_Work instructions:_ Could you update the material below by replacing every "matching instance" with "matching object" and keeping all other text the same?

>> begin Records for processing

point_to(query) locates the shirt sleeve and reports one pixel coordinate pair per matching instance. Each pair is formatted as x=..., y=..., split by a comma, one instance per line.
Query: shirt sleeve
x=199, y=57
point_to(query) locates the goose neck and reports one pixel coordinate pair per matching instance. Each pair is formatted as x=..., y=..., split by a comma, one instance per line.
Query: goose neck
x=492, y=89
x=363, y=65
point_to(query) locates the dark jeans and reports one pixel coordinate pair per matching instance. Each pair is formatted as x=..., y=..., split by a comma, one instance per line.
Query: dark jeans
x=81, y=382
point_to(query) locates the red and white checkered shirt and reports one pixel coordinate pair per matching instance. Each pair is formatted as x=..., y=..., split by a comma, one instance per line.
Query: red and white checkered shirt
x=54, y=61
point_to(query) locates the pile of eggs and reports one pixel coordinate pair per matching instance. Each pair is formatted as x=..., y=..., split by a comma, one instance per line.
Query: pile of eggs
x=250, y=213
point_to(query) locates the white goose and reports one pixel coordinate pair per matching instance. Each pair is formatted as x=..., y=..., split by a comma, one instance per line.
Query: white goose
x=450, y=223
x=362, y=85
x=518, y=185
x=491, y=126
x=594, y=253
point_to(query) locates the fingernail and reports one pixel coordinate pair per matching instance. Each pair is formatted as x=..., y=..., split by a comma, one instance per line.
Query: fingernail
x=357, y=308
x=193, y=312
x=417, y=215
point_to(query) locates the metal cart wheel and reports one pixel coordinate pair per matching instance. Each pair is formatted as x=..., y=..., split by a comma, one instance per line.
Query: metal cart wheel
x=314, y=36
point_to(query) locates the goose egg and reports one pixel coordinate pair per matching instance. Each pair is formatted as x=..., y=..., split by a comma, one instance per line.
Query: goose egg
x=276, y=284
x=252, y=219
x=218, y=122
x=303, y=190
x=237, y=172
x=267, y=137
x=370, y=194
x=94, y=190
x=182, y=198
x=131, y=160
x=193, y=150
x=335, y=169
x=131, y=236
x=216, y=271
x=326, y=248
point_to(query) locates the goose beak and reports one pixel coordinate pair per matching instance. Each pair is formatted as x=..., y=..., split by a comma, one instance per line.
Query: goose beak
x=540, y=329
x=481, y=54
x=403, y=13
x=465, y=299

>> end Records for processing

_Solution for this task:_
point_to(query) locates the shirt sleeve and reports one pixel coordinate pair per matching object. Each pair is formatted as x=..., y=..., split by a comma, one instance per line.
Query: shirt sleeve
x=199, y=57
point_to(query) locates the goose neck and reports one pixel coordinate pair per matching object. Each pair is formatted as x=..., y=..., split by a comma, one instance per line.
Query: goose neck
x=492, y=89
x=363, y=65
point_to(query) locates the dark jeans and reports one pixel coordinate pair per matching object. Each pair is formatted as x=..., y=..., split by a comma, one instance per line.
Query: dark jeans
x=81, y=382
point_to(query) locates the red and white checkered shirt and reports one pixel coordinate pair per matching object. Each pair is formatted as x=..., y=..., split by a comma, one instance per line.
Query: red and white checkered shirt
x=54, y=61
point_to(query) locates the pile of eggs and reports one pixel coordinate pair per matching object. Each pair is formatted as x=..., y=..., split by a comma, one instance per line.
Query: pile of eggs
x=250, y=213
point_to(query) locates the white goose and reports one pixel coordinate pair per matching object. Each pair is formatted as x=..., y=..., split by a comma, one instance per line.
Query: white goose
x=450, y=223
x=362, y=85
x=518, y=185
x=491, y=126
x=594, y=253
point_to(query) locates the fingernail and reports one pixel coordinate pair per matching object. Each pair is formatted as x=..., y=..., split by a comma, one instance per line.
Query: fingernail
x=357, y=308
x=193, y=312
x=417, y=215
point_to(query) locates the metal cart wheel and reports one pixel coordinate pair per matching object. Each pair is formatted as x=..., y=..., split by a comma, one instance per line.
Query: metal cart wheel
x=314, y=36
point_to(query) locates the goose egg and reports one pixel coordinate pair per matching object. Each pair is formatted as x=..., y=..., split by a comma, one instance per line.
Query: goose egg
x=276, y=284
x=252, y=219
x=218, y=122
x=303, y=190
x=237, y=172
x=267, y=137
x=370, y=194
x=94, y=190
x=182, y=198
x=131, y=160
x=193, y=150
x=335, y=169
x=131, y=236
x=216, y=271
x=326, y=248
point_to(query) locates the goose beak and reports one pixel coordinate pair per matching object. Each pair is formatted as x=..., y=..., split by a comma, one instance per line.
Query: goose beak
x=540, y=329
x=481, y=54
x=403, y=13
x=465, y=299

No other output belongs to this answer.